DESCRIPTION OF THE TASK:
Could you turn the lines of the entries below, from the one containing "Task: identify the roadside" through the last line of the entries (both ends included), into a numbered list that leaves out any blank lines?

— START OF MATERIAL FOR THIS EXERCISE —

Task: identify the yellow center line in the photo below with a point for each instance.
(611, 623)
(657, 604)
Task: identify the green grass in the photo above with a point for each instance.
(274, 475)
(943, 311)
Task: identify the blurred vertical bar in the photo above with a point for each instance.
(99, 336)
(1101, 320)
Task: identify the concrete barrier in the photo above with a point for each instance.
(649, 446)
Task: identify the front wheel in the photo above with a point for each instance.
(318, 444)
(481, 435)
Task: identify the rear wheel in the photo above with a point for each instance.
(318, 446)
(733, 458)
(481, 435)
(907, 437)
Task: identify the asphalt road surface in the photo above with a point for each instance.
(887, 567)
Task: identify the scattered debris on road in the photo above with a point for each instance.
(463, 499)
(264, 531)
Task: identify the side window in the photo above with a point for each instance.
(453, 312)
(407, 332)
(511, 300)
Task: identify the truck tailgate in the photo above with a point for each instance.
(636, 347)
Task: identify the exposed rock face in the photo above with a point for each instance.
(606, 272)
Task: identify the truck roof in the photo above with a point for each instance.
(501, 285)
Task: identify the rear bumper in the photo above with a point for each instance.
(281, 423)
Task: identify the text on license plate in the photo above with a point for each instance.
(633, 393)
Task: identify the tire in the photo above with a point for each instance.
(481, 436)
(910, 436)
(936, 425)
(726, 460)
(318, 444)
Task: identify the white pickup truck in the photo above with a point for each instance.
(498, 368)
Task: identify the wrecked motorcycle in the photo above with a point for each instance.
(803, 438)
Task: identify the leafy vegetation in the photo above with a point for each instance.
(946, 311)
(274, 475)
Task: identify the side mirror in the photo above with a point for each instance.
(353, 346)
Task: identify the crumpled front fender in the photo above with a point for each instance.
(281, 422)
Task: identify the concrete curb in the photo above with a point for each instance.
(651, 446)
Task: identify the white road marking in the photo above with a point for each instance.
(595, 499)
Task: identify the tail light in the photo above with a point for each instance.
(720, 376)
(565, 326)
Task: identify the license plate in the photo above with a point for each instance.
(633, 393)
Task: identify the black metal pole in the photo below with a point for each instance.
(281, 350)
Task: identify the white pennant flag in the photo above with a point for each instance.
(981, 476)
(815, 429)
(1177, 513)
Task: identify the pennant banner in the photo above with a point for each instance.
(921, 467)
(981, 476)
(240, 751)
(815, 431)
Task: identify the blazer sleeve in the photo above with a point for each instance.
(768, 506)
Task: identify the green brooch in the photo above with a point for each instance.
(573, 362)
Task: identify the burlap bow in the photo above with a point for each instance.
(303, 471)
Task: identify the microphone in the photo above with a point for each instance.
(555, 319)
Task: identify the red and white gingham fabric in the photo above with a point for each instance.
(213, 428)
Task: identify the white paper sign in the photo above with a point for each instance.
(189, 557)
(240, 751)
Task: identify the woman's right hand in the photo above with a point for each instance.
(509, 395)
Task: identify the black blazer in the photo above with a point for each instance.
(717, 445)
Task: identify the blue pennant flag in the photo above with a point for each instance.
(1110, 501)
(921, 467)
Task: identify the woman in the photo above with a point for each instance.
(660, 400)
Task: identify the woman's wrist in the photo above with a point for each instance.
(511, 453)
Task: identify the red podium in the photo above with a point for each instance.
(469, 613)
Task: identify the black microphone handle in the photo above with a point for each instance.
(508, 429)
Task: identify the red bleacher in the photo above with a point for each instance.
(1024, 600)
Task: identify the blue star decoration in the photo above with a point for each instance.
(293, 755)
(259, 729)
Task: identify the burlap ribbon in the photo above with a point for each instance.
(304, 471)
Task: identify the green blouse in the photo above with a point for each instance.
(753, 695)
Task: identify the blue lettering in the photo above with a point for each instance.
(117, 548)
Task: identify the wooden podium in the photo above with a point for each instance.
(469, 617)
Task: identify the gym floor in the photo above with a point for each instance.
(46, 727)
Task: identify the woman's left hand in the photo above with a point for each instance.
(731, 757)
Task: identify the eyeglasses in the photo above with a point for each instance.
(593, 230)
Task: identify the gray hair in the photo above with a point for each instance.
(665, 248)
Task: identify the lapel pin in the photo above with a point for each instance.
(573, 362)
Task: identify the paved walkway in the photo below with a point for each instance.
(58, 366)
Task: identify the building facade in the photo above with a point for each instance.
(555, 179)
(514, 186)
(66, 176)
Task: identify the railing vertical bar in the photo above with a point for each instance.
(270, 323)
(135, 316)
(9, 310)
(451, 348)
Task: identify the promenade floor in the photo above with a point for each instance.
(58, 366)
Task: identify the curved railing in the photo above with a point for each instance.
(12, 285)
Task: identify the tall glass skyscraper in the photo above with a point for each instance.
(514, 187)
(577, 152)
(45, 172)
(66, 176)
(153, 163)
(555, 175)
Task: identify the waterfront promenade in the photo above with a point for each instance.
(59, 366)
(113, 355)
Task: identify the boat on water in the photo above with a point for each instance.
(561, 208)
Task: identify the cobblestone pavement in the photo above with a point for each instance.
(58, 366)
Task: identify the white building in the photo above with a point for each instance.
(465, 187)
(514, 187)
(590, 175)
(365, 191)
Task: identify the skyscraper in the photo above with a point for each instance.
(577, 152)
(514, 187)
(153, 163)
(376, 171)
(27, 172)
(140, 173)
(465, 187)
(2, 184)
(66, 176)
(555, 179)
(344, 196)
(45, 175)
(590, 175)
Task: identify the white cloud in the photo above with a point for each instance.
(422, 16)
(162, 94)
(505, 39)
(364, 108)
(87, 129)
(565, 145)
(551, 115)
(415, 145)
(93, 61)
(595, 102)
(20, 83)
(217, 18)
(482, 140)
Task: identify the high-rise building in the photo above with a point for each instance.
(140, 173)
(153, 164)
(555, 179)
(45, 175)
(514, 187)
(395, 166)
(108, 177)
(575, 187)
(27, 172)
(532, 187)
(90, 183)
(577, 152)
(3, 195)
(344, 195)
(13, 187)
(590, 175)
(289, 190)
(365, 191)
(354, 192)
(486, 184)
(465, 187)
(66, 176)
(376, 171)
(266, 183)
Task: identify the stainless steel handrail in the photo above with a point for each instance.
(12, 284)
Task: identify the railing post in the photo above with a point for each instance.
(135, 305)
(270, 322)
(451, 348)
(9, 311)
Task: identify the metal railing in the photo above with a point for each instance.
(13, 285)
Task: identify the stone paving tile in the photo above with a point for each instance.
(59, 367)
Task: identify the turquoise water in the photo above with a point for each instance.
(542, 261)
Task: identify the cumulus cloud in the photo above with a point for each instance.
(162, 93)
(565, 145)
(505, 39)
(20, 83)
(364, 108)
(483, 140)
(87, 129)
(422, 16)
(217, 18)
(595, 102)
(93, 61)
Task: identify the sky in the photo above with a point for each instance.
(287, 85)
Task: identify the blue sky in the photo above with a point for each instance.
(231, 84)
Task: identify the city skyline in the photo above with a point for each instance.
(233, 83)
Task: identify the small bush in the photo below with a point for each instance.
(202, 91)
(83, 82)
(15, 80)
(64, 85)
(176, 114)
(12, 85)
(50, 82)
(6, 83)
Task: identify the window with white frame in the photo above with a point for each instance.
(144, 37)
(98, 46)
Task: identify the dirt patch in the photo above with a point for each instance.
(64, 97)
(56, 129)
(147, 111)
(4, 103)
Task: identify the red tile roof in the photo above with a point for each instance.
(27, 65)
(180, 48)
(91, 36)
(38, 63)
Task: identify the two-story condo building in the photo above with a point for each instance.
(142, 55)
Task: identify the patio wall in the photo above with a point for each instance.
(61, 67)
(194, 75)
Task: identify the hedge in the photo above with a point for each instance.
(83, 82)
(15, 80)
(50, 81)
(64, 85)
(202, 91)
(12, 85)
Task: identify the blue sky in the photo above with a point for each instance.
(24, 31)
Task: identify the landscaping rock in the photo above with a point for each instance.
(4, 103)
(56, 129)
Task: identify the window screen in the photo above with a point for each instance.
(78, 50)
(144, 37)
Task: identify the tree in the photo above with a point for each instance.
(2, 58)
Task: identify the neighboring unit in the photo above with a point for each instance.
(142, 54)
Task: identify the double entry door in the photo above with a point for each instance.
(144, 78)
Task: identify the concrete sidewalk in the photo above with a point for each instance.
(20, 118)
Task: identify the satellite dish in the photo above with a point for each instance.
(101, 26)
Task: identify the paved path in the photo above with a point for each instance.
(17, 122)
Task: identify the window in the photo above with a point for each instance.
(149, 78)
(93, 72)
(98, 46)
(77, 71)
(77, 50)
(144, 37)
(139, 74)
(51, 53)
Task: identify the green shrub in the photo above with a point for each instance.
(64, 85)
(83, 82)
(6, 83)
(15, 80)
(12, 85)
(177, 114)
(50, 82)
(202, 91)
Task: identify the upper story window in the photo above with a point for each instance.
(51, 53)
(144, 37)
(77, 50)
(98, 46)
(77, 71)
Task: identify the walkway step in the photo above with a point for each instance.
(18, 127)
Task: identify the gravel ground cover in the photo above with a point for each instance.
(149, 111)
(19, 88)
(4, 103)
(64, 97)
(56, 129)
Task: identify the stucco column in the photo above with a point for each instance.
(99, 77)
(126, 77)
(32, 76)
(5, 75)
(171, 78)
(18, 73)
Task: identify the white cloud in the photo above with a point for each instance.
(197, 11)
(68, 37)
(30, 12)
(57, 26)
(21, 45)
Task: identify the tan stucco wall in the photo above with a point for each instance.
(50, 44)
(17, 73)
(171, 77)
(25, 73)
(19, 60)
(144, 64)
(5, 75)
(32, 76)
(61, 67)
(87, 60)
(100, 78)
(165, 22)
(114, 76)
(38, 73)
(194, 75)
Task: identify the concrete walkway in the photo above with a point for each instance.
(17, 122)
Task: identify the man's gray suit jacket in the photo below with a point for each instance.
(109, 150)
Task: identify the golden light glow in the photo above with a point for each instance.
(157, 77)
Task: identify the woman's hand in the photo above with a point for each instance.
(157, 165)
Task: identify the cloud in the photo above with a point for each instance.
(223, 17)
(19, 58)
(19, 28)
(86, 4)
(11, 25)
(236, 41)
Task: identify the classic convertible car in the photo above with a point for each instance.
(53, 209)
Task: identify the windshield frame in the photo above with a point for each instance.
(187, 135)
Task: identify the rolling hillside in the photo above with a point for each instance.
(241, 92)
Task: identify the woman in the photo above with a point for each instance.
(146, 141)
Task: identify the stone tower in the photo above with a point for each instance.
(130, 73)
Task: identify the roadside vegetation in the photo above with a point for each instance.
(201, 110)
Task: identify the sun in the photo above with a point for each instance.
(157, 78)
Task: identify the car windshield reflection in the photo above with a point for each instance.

— END OF MATERIAL FOR THIS EXERCISE —

OUTPUT FOR THIS EXERCISE:
1. Task: identify the roadside vegetation in the photo above with a point for each instance.
2. (201, 110)
3. Task: identify the sun in the photo above with a point for each instance.
4. (157, 78)
5. Task: identify the car windshield reflection in the photo above with a point for each instance.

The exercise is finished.